Oribe Pereira Parada
Caía la tarde en campos del paraje Masoller aquel primer día del mes de
setiembre de 1904. Escenario de una batalla trascendental en que el ejército
gubernista se debatía con los revolucionarios del general Aparicio Saravia.
Las municiones escaseaban de un lado y otro, pero la motivación era diferente.
El ejército regular, disciplinado y estratégicamente posicionado; los montoneros
saravistas impregnados de coraje y admiración para con su caudillo en jefe.
Todo indicaba que la lucha continuaría cuando las primeras luces del amanecer
del otro día lo permitieran. Saravia disponía órdenes a sus jefes de división y
principales colaboradores. Recorría las líneas de fuego constantemente; el
tiroteo era intenso.
Su hijo Nepomuceno relata: “…Cuando el General se me acercó … Luego de
darme la última orden el General dio vuelta … iban en fila detrás de él, el Cte.
Eustaquio Vargas, el Ayudante Juan Gualberto Urtiaga, su abanderado el
valiente Germán Ponce de León y mi hermano Mauro.
La bandera desplegada y su poncho blanco por donde pasaban galvanizaban
las huestes ciudadanas.

···

Responda estas preguntas sobre el texto de la batalla de Masoller:
(a) ¿En qué día, mes y año transcurre la escena?
(b) ¿Qué general encabezaba a los revolucionarios?
(c) ¿Quién era el abanderado que iba detrás del General?

···

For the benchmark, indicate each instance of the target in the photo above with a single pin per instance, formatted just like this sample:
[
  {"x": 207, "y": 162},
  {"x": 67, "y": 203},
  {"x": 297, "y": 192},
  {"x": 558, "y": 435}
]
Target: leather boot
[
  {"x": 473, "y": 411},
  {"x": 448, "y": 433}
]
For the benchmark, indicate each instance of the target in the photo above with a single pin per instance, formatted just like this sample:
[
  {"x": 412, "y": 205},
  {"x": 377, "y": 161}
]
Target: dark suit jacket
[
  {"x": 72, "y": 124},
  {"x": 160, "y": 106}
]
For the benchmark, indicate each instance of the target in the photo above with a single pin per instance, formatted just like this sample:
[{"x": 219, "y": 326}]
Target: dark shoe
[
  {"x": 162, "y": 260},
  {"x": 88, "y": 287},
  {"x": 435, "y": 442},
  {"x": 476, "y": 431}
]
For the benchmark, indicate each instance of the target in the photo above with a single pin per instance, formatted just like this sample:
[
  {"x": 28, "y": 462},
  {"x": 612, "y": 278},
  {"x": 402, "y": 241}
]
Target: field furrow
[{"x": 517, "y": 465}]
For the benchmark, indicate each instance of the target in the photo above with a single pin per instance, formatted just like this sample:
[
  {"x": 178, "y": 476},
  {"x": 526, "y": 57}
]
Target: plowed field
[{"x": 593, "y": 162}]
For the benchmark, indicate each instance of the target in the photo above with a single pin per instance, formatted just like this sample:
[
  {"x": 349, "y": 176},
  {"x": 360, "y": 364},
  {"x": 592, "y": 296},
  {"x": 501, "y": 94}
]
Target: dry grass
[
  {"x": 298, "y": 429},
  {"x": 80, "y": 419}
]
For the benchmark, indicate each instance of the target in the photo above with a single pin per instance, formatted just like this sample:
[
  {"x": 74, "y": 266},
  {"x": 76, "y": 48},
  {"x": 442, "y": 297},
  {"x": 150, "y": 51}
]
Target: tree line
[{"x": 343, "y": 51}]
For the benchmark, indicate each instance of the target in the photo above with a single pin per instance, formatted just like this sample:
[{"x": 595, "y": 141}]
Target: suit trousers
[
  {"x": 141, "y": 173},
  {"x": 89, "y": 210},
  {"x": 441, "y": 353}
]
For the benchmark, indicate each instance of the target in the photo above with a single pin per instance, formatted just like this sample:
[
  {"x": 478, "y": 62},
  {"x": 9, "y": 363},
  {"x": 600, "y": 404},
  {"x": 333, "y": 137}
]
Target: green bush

···

> **Respuesta**:
(a) El primer día de setiembre de 1904.
(b) El general Aparicio Saravia.
(c) Germán Ponce de León.